Directions
Rewrite the data from its beginning through the line containing "column 39, row 42", inclusive, replacing "pin a marker" with "place a marker" and leaving everything else unchanged.

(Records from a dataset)
========================

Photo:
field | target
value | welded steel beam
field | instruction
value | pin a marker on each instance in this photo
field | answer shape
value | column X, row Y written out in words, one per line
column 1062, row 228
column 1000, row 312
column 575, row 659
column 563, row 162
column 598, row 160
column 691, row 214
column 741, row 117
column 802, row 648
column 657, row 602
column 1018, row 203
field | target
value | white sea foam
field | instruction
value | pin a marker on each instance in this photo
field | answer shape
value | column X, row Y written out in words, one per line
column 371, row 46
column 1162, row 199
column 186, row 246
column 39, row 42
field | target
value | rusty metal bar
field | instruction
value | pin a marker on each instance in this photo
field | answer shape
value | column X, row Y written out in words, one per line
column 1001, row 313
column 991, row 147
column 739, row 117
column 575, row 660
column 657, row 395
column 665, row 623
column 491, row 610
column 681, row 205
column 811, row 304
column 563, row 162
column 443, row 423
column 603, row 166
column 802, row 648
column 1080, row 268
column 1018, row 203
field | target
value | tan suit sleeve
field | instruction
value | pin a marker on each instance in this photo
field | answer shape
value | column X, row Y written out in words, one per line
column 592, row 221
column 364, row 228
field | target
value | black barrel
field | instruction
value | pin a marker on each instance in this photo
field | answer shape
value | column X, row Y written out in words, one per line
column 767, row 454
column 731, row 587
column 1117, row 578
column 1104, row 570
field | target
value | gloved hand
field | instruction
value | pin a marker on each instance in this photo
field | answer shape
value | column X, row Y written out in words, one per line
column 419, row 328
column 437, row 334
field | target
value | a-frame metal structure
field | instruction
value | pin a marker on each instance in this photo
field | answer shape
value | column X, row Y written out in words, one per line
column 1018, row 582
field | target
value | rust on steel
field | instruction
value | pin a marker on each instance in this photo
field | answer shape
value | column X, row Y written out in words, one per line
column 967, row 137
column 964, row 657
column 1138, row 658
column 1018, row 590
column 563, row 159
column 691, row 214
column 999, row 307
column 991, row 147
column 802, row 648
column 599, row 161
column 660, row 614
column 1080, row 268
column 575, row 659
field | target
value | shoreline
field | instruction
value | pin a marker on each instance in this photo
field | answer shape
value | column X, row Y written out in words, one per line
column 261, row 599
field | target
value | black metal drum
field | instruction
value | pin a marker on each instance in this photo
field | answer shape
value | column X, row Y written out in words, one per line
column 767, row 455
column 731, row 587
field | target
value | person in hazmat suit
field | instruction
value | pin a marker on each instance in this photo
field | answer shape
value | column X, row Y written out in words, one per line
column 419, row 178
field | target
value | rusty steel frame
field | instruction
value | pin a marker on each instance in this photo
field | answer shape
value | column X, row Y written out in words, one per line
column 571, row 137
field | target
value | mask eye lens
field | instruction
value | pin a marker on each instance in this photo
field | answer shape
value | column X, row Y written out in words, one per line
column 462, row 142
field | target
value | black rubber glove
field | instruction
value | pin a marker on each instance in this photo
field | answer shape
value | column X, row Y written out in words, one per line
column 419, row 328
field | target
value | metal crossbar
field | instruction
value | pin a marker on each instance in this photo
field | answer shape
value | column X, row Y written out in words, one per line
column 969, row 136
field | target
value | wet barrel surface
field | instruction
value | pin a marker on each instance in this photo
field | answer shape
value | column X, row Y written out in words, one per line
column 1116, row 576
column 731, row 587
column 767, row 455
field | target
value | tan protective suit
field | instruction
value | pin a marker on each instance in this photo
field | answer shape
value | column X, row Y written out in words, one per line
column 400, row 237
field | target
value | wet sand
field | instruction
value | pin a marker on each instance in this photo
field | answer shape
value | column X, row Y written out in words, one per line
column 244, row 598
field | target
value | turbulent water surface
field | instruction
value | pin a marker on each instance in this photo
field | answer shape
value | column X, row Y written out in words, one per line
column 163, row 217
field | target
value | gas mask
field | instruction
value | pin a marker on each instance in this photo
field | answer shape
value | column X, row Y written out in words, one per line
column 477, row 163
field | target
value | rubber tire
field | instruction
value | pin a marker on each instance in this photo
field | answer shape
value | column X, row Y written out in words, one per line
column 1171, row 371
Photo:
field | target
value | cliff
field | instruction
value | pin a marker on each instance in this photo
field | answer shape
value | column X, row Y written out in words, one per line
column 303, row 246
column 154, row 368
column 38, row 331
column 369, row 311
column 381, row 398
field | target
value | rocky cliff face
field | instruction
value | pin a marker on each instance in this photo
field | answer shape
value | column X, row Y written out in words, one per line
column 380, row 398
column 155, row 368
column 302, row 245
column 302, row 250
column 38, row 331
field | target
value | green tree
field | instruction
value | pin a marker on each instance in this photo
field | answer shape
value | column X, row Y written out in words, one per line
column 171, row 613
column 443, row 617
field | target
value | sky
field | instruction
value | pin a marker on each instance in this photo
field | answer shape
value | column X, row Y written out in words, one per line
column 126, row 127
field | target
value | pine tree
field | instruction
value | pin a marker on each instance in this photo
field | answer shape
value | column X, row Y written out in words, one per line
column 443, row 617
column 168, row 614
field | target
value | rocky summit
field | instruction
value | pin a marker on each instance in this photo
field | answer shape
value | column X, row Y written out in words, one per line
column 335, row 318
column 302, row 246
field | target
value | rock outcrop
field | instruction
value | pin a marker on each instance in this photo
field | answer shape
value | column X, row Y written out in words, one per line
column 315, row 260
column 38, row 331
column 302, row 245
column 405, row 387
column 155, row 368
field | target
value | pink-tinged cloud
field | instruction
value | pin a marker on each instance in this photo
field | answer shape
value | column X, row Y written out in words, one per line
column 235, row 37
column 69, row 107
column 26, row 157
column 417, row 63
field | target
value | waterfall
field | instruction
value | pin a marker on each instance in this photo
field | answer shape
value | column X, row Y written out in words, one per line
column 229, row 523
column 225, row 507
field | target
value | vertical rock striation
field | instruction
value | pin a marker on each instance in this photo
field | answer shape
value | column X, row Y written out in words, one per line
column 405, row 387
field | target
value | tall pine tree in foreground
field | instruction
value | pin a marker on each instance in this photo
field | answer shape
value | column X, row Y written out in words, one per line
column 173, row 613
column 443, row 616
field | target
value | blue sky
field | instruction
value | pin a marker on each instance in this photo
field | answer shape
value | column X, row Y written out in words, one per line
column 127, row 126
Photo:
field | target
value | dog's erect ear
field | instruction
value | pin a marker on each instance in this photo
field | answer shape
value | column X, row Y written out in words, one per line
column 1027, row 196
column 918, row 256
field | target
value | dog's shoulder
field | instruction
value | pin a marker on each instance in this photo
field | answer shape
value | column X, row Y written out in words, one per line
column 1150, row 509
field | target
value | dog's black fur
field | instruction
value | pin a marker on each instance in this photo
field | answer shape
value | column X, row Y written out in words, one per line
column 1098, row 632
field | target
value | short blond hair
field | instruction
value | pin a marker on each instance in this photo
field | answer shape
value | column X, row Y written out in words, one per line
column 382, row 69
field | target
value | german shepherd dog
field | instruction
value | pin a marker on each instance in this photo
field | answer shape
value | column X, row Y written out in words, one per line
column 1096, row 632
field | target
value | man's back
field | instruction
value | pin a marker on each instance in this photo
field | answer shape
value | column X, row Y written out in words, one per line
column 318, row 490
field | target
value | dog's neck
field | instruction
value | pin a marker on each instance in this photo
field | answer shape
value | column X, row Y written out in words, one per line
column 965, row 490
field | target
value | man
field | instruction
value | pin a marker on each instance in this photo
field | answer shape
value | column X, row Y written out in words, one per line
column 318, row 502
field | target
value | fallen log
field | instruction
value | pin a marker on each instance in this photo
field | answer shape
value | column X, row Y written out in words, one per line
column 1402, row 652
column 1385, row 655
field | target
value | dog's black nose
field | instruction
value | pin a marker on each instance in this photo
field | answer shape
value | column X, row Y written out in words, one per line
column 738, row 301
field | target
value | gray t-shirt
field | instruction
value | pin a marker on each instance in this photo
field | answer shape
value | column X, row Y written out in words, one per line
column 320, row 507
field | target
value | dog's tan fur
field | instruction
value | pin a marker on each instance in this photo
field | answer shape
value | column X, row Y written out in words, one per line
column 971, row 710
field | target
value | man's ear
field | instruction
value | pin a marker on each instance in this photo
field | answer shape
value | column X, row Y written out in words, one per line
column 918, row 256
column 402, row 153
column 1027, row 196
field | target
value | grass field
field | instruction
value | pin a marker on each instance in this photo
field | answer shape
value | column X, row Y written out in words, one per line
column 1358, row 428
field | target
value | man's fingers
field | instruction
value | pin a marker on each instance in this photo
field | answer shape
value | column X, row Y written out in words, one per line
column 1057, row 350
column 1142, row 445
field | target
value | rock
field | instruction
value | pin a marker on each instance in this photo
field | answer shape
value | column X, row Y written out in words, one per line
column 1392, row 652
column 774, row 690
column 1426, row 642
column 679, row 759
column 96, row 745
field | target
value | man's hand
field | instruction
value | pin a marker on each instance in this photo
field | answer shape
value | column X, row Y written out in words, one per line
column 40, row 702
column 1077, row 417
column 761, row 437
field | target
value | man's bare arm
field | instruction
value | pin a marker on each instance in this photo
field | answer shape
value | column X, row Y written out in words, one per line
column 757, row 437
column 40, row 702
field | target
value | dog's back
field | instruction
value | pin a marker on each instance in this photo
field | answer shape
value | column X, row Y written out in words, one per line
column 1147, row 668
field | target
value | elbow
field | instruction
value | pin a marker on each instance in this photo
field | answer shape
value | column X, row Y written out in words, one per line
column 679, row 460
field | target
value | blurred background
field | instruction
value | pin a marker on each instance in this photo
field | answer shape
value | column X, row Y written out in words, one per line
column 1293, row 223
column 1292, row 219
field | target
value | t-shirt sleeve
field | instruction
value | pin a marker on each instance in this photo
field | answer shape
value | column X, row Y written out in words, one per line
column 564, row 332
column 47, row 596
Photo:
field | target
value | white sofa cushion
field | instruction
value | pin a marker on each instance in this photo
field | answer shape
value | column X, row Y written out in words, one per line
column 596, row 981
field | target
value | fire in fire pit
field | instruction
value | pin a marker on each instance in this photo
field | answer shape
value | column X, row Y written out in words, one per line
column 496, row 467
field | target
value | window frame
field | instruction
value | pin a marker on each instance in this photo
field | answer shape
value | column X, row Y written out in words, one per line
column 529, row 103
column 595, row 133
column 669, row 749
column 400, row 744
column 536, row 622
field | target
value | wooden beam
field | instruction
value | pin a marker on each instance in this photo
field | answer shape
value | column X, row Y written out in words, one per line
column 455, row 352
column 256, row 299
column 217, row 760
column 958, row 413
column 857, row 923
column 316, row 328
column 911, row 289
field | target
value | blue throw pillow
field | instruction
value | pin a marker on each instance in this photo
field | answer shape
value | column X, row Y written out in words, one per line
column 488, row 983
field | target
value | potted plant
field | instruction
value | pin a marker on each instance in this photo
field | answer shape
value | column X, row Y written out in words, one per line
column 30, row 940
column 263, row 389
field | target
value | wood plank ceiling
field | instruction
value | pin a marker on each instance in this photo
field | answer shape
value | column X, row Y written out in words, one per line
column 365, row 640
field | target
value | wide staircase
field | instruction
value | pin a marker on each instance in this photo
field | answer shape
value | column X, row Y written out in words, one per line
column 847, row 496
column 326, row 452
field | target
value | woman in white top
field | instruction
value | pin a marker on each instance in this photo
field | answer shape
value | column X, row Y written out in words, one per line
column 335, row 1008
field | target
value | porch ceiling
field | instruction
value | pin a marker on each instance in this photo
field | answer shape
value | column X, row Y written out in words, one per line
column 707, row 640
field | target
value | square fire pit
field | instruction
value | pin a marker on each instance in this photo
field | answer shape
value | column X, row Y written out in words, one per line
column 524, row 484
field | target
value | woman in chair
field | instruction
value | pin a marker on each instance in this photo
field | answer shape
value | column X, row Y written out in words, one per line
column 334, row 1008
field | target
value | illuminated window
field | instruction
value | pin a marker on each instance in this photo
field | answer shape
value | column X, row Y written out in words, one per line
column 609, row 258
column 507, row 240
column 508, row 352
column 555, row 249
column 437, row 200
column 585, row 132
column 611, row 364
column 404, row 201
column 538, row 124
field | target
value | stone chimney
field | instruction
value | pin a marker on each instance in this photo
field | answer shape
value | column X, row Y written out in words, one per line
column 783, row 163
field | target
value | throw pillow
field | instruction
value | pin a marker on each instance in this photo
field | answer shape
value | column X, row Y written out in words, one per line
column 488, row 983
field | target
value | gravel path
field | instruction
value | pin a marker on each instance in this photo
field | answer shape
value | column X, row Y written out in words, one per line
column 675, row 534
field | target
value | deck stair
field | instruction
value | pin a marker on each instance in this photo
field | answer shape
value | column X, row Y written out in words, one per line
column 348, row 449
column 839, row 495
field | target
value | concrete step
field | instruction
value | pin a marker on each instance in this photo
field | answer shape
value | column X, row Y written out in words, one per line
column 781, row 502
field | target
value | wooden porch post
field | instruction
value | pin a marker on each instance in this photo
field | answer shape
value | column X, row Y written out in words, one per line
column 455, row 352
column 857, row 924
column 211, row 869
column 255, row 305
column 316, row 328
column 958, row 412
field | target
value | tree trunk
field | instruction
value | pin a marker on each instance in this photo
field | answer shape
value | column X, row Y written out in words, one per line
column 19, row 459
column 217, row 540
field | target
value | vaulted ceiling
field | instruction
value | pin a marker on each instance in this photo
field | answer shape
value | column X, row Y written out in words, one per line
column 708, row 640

========================

Answer to this task
Photo:
field | target
value | welded steel beam
field | instruction
value | place a marker on each instance in this photo
field | answer shape
value | column X, row Y written out in words, one per line
column 1062, row 228
column 1000, row 312
column 575, row 659
column 563, row 162
column 598, row 160
column 691, row 214
column 741, row 117
column 802, row 648
column 657, row 602
column 1018, row 203
field | target
value | white sea foam
field | instruction
value | place a marker on each instance in this photo
field | answer shape
value | column X, row Y written out in words, one per line
column 371, row 46
column 1162, row 199
column 186, row 246
column 39, row 42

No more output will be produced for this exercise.